• SHORT PROBLEM: Print every item below word for word, changing nothing.

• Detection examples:

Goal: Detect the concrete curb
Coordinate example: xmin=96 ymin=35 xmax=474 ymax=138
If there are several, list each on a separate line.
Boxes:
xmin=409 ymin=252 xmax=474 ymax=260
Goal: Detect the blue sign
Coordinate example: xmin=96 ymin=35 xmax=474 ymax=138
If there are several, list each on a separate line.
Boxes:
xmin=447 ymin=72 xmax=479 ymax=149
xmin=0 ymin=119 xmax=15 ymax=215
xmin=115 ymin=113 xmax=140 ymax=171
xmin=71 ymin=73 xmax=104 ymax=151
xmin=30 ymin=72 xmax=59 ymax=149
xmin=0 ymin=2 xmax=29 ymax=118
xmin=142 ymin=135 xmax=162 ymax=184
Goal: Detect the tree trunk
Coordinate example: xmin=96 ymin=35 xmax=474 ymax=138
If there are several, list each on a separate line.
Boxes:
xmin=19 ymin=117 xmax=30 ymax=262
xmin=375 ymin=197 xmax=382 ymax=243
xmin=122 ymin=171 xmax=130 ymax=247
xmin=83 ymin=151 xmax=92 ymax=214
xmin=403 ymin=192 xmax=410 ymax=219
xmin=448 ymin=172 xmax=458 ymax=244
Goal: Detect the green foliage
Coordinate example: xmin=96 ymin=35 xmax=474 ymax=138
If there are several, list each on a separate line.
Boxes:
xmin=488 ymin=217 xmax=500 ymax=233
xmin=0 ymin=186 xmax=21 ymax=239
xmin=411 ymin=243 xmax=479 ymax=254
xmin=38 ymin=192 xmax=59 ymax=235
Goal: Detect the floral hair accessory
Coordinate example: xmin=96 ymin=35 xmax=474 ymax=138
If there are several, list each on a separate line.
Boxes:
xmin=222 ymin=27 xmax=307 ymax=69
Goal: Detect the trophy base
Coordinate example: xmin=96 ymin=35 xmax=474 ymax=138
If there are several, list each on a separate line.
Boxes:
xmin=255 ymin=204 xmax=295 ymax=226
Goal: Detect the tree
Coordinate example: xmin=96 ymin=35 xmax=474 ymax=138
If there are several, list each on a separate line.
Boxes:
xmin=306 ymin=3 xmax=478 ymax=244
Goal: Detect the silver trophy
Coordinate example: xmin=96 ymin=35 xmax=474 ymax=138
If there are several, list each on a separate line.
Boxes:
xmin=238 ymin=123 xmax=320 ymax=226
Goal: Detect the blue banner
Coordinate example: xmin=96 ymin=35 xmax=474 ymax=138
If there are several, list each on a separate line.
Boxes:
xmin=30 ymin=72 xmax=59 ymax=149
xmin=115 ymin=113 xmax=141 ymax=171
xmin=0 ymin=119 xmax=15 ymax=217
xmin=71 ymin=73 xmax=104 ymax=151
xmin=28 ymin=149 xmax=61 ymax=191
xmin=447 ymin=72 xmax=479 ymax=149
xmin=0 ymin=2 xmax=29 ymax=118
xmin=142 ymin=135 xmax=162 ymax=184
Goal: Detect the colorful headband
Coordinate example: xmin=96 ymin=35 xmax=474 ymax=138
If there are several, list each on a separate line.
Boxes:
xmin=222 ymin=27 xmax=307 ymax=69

• TASK SOLUTION:
Goal: Detect the concrete curb
Coordinate example: xmin=96 ymin=35 xmax=474 ymax=138
If there are several, list each on a separate line.
Boxes:
xmin=409 ymin=252 xmax=474 ymax=260
Goal: Detect the blue sign
Coordinate example: xmin=96 ymin=35 xmax=474 ymax=138
If there are several, list each on a separate line.
Boxes:
xmin=447 ymin=72 xmax=479 ymax=149
xmin=0 ymin=119 xmax=15 ymax=215
xmin=115 ymin=113 xmax=140 ymax=171
xmin=71 ymin=73 xmax=104 ymax=151
xmin=30 ymin=72 xmax=59 ymax=149
xmin=0 ymin=2 xmax=29 ymax=118
xmin=142 ymin=135 xmax=162 ymax=184
Goal: Detect the tree trunk
Coordinate example: xmin=96 ymin=35 xmax=474 ymax=138
If there are several, list each on a separate line.
Boxes:
xmin=19 ymin=117 xmax=30 ymax=262
xmin=375 ymin=197 xmax=382 ymax=243
xmin=122 ymin=171 xmax=130 ymax=247
xmin=83 ymin=151 xmax=92 ymax=214
xmin=403 ymin=192 xmax=410 ymax=219
xmin=448 ymin=172 xmax=458 ymax=244
Goal: Detect the green foliage
Coordinate example: xmin=96 ymin=35 xmax=474 ymax=138
If there are several, list each on a separate line.
Boxes:
xmin=488 ymin=217 xmax=500 ymax=233
xmin=0 ymin=186 xmax=21 ymax=239
xmin=411 ymin=243 xmax=479 ymax=254
xmin=38 ymin=192 xmax=59 ymax=235
Goal: Detect the floral hair accessory
Coordinate example: xmin=96 ymin=35 xmax=474 ymax=138
If there are several, list each on a separate line.
Boxes:
xmin=222 ymin=27 xmax=307 ymax=69
Goal: Detect the trophy base
Coordinate example: xmin=96 ymin=35 xmax=474 ymax=138
If there are several, list each on a separate line.
Boxes:
xmin=255 ymin=204 xmax=295 ymax=226
Goal: Detect the tree
Coordinate example: xmin=96 ymin=35 xmax=474 ymax=138
If there are several, list each on a separate line.
Boxes:
xmin=306 ymin=3 xmax=478 ymax=244
Goal: Detect the silver trophy
Coordinate example: xmin=96 ymin=35 xmax=474 ymax=138
If there are several, list each on a separate line.
Boxes:
xmin=238 ymin=123 xmax=320 ymax=226
Goal: Detect the blue banner
Coordinate example: xmin=96 ymin=35 xmax=474 ymax=138
If there are several, list each on a separate line.
Boxes:
xmin=30 ymin=72 xmax=59 ymax=149
xmin=115 ymin=113 xmax=141 ymax=171
xmin=0 ymin=119 xmax=15 ymax=217
xmin=71 ymin=73 xmax=104 ymax=151
xmin=28 ymin=149 xmax=61 ymax=191
xmin=447 ymin=72 xmax=479 ymax=149
xmin=0 ymin=2 xmax=29 ymax=118
xmin=142 ymin=135 xmax=162 ymax=184
Goal: Detect the colorful headband
Coordinate example: xmin=96 ymin=35 xmax=474 ymax=138
If there are several, list each on a separate line.
Boxes:
xmin=222 ymin=27 xmax=307 ymax=69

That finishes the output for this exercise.